Data under study:
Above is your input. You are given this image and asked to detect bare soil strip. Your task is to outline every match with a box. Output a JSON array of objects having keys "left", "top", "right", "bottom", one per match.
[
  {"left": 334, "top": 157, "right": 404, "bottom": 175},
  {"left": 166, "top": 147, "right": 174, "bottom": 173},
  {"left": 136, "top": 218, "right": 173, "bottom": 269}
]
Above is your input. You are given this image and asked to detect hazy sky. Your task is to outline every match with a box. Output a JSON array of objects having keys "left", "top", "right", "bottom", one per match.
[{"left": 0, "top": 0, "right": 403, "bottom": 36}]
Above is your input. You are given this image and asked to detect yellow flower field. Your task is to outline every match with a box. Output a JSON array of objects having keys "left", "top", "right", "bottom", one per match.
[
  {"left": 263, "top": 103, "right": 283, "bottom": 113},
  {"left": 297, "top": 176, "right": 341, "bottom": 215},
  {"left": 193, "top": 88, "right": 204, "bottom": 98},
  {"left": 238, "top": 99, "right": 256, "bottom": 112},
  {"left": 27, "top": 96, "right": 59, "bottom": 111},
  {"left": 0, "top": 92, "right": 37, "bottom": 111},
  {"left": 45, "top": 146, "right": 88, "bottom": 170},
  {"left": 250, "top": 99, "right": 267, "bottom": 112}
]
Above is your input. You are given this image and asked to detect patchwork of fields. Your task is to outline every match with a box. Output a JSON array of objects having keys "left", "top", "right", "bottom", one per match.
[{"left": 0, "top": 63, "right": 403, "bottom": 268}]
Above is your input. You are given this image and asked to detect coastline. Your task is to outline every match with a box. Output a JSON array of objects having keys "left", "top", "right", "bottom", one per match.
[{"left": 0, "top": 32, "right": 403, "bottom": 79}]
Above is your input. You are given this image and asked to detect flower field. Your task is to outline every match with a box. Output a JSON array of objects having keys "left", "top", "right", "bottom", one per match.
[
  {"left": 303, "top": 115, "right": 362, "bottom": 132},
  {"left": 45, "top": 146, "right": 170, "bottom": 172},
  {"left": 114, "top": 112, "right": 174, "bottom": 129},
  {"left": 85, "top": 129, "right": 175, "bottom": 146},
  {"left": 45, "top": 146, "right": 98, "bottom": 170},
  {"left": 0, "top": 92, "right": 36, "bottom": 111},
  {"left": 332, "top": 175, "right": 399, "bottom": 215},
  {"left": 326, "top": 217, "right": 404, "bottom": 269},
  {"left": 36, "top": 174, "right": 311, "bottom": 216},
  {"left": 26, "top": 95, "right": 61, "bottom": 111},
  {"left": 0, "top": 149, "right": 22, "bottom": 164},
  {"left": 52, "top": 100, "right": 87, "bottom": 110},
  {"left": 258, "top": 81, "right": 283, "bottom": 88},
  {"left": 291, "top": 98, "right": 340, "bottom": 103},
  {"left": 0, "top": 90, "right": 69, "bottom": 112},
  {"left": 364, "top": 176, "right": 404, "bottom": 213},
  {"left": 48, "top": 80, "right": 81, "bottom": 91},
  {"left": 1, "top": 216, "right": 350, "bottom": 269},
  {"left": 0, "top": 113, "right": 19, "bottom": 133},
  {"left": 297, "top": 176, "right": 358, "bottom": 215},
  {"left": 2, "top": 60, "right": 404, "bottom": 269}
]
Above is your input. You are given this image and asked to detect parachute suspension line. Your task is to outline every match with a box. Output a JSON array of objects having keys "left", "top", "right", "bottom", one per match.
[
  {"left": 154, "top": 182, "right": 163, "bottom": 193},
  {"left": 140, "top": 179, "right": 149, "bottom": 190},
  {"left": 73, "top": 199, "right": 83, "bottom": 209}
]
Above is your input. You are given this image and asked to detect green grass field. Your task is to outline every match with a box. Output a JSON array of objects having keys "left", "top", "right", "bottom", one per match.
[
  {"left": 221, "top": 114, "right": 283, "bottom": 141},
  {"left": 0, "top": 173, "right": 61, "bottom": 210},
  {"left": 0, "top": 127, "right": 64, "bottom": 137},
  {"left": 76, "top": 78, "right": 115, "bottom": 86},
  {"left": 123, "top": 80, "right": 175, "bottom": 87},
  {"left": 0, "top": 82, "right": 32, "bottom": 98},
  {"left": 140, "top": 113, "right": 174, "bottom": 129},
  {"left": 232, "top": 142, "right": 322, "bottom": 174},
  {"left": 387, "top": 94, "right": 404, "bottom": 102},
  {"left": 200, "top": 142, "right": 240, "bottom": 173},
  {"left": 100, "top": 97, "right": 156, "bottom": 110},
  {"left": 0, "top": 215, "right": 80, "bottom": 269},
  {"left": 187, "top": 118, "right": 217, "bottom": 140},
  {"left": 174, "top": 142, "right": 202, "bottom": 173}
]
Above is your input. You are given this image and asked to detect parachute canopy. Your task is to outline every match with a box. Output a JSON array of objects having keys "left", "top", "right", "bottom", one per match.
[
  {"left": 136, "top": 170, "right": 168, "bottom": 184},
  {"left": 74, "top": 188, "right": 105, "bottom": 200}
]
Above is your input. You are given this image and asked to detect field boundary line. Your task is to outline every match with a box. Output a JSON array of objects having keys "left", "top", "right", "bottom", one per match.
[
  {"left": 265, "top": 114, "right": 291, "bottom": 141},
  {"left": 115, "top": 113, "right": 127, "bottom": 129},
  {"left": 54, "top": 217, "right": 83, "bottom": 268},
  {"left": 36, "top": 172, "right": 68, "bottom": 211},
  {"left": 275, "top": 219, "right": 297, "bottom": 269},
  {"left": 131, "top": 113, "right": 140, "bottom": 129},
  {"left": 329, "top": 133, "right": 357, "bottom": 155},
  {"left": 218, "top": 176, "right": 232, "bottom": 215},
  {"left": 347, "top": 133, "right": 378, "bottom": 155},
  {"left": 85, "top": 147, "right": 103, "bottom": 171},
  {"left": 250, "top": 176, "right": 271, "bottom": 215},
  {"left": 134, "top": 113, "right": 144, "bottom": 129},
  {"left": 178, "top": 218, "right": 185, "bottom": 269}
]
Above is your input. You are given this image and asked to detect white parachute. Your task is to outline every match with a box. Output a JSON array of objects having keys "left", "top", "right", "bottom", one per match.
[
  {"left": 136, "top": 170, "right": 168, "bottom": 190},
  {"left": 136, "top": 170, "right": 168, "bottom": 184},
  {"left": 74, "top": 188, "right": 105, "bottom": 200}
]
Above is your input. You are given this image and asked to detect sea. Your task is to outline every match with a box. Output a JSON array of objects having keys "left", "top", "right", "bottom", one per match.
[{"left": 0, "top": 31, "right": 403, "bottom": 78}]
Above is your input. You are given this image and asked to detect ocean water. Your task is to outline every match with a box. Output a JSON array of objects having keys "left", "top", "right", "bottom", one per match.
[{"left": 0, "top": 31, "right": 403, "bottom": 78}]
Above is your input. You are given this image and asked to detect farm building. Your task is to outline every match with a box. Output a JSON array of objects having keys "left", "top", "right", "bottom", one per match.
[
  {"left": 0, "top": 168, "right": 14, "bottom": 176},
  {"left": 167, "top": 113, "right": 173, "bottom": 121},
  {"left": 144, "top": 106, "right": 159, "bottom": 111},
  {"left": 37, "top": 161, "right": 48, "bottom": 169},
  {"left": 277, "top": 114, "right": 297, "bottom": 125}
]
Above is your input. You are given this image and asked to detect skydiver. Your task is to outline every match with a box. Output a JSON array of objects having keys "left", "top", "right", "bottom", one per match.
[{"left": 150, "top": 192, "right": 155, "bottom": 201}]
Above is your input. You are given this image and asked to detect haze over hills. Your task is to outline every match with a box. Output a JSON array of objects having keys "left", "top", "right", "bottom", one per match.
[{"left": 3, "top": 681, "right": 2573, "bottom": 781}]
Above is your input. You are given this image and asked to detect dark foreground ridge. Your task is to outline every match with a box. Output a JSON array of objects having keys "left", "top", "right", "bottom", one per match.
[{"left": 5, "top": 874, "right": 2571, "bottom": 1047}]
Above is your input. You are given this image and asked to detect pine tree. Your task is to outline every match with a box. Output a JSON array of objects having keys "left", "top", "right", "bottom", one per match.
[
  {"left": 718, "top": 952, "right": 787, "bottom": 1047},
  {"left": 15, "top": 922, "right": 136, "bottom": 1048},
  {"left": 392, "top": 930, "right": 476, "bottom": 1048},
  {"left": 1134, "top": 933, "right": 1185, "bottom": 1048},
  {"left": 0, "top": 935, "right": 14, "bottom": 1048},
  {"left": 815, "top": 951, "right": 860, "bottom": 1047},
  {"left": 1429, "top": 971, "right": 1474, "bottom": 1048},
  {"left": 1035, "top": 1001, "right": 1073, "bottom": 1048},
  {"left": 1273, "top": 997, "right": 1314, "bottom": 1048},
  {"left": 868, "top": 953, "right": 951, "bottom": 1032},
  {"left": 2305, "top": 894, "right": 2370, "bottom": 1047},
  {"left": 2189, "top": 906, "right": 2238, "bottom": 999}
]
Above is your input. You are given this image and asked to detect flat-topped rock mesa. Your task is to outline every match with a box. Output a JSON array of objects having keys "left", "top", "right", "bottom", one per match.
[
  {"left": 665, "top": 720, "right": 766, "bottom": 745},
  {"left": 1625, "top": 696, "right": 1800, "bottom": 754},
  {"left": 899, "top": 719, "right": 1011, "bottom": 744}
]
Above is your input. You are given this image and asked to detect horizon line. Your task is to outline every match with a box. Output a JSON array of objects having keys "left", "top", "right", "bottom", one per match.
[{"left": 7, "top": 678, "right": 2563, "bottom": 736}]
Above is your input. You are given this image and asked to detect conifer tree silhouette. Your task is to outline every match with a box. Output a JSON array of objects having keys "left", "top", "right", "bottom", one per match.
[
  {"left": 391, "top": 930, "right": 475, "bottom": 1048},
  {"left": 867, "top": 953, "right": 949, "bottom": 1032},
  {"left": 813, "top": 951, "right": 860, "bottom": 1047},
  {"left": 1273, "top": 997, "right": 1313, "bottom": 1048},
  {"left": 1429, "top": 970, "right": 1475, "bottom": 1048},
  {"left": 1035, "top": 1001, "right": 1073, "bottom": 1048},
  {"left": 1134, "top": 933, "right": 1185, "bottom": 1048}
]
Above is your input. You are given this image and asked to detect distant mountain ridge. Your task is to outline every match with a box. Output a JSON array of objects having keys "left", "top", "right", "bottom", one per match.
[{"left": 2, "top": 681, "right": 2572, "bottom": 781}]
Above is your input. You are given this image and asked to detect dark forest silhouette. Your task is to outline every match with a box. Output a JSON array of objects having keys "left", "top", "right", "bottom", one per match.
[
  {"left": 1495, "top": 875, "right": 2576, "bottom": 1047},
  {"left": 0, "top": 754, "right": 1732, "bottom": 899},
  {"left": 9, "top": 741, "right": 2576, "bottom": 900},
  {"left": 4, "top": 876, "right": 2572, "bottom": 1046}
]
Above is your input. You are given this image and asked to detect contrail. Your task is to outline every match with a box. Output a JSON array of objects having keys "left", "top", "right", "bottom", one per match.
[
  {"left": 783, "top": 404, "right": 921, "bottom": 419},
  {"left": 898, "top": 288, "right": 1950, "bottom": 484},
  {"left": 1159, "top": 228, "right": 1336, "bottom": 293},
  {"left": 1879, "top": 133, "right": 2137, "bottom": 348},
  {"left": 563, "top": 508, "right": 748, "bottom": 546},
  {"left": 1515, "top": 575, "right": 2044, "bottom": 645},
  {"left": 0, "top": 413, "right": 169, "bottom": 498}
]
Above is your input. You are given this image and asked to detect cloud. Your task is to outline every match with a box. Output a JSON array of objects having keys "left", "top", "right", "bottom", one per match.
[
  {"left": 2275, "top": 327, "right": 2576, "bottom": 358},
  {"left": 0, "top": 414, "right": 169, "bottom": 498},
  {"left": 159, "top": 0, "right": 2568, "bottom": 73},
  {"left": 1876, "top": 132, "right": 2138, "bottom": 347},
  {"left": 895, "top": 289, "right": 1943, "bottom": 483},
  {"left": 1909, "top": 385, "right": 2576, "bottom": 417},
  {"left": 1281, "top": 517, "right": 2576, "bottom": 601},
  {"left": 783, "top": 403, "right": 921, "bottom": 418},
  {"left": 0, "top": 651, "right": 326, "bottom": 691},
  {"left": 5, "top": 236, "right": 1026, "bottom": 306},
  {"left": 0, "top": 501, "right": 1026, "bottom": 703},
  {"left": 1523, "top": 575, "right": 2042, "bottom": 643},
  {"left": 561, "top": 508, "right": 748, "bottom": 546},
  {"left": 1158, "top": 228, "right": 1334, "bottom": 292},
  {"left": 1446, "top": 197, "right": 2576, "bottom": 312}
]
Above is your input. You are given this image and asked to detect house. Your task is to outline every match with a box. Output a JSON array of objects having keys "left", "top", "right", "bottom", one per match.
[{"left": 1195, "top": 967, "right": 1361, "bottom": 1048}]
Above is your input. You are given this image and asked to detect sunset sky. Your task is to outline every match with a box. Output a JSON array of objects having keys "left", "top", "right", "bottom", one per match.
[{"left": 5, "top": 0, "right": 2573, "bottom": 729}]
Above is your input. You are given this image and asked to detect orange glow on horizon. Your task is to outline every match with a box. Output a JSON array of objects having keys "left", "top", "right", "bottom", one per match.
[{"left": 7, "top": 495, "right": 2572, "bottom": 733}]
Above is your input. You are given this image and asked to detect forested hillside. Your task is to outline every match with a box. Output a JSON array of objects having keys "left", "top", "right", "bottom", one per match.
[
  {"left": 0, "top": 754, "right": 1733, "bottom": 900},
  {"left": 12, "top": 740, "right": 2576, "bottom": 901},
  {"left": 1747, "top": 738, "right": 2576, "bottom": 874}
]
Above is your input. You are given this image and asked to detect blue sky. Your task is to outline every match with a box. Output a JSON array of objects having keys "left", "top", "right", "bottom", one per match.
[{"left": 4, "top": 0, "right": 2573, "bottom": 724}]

Exercise brief: Type out exactly the span of lines from the one with "to detect house." to the end of the material above, counting both end lines, and nothing else.

Written reply:
Above is your input. You are given this image and asked to detect house. Your task is to outline every match with a box. Output a JSON array of objects having keys "left", "top", "right", "bottom", one per match.
[{"left": 1195, "top": 967, "right": 1361, "bottom": 1048}]
Above is your input. You are given this image and asked to detect sunset sky. Your task is to outline every match with a box. Output a JSON array of objects having keys "left", "top", "right", "bottom", one per match.
[{"left": 5, "top": 0, "right": 2573, "bottom": 729}]
Above is your input. You are given this image and asked to detect orange glow on horizon. Your task is to outline every match with a box. Output a JSON array of objects having keys "left", "top", "right", "bottom", one per match.
[{"left": 7, "top": 495, "right": 2572, "bottom": 733}]
Above is your input. You are given this image and asked to detect forested hillside. Your task is to outline every match with a box. Output a JSON array of objects having keys "left", "top", "right", "bottom", one per match.
[
  {"left": 0, "top": 754, "right": 1733, "bottom": 900},
  {"left": 12, "top": 740, "right": 2576, "bottom": 901},
  {"left": 1747, "top": 738, "right": 2576, "bottom": 874}
]
Above is your input. You are given this image and asked to detect blue sky. Your task is to outline every match with a box. Output a JSON array of objects having keys "left", "top", "right", "bottom", one per match.
[{"left": 4, "top": 0, "right": 2573, "bottom": 724}]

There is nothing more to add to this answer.